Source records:
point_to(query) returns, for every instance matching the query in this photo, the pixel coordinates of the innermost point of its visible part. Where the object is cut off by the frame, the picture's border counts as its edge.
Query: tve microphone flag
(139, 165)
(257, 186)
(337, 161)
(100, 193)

PROBLEM:
Please write down every line of the data above, keeping each one identical to the original.

THE COMPLETED TASK:
point_to(query) returns, for every instance matching the query in this photo, the pixel coordinates of the innermost point of its visible part. Where the object is cut off by the frame, the picture's border counts as its edge.
Query: tve microphone flag
(139, 165)
(257, 186)
(337, 161)
(100, 193)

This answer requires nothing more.